* Fragmento para leer *
¿Hay culpables cuando hablamos de enfermedades transmitidas por animales?
Hugo Mendoza1 y Andrés M. López Pérez2
A lo largo de la historia, un gran número de enfermedades se han transmitido de los animales a las personas. Ante tales sucesos, es común que adoptemos el papel de víctimas sintiéndonos agredidos. Sin embargo, más allá de esta conclusión, estos eventos de enfermedad están regidos por una serie de mecanismos complejos que incluyen procesos de interacciones desde hace millones de años y procesos más recientes asociados a la perturbación del medio ambiente debido a las actividades humanas.

* Acciones a realizar *
(A) Enumera todas las palabras del título del texto sobre enfermedades transmitidas por animales que terminan en la letra "s".
(B) Por favor, transcribe el tramo del texto sobre enfermedades transmitidas por animales que va desde "Hugo Mendoza1 y" hasta "las actividades humanas.".
(C) Resume en dos oraciones el texto sobre enfermedades transmitidas por animales.

Datos de localización de objetos a partir de lenguaje natural
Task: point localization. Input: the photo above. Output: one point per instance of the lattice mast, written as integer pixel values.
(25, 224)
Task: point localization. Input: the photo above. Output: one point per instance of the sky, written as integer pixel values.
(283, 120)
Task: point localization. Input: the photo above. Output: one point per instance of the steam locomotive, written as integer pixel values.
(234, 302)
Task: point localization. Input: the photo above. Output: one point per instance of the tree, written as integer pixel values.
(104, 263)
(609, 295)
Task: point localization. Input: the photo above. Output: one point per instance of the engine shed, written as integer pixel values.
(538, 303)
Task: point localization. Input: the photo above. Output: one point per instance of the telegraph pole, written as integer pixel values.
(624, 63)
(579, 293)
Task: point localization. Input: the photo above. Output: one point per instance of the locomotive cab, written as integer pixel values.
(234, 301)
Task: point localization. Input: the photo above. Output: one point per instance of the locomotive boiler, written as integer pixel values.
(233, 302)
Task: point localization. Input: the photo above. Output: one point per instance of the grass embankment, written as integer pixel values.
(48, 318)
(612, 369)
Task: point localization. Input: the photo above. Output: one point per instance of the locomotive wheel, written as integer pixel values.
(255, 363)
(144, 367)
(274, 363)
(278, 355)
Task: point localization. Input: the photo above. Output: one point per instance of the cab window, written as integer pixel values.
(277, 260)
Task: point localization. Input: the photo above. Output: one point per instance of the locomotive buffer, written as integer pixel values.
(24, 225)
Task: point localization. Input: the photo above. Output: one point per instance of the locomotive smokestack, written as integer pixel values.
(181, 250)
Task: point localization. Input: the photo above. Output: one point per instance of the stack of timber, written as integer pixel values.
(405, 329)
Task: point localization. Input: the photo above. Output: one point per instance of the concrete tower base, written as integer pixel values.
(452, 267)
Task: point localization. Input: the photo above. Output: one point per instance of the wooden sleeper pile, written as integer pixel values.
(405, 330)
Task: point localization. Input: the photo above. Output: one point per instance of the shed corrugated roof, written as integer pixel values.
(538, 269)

* Respuestas *
(A) culpables, hablamos, enfermedades, transmitidas, animales

(B)
Hugo Mendoza1 y Andrés M. López Pérez2
A lo largo de la historia, un gran número de enfermedades se han transmitido de los animales a las personas. Ante tales sucesos, es común que adoptemos el papel de víctimas sintiéndonos agredidos. Sin embargo, más allá de esta conclusión, estos eventos de enfermedad están regidos por una serie de mecanismos complejos que incluyen procesos de interacciones desde hace millones de años y procesos más recientes asociados a la perturbación del medio ambiente debido a las actividades humanas.

(C) A lo largo de la historia, muchas enfermedades han pasado de los animales a las personas, y ante ello solemos vernos como víctimas agredidas. Sin embargo, estos eventos responden a mecanismos complejos que incluyen interacciones de millones de años y procesos más recientes ligados a la perturbación del medio ambiente por las actividades humanas.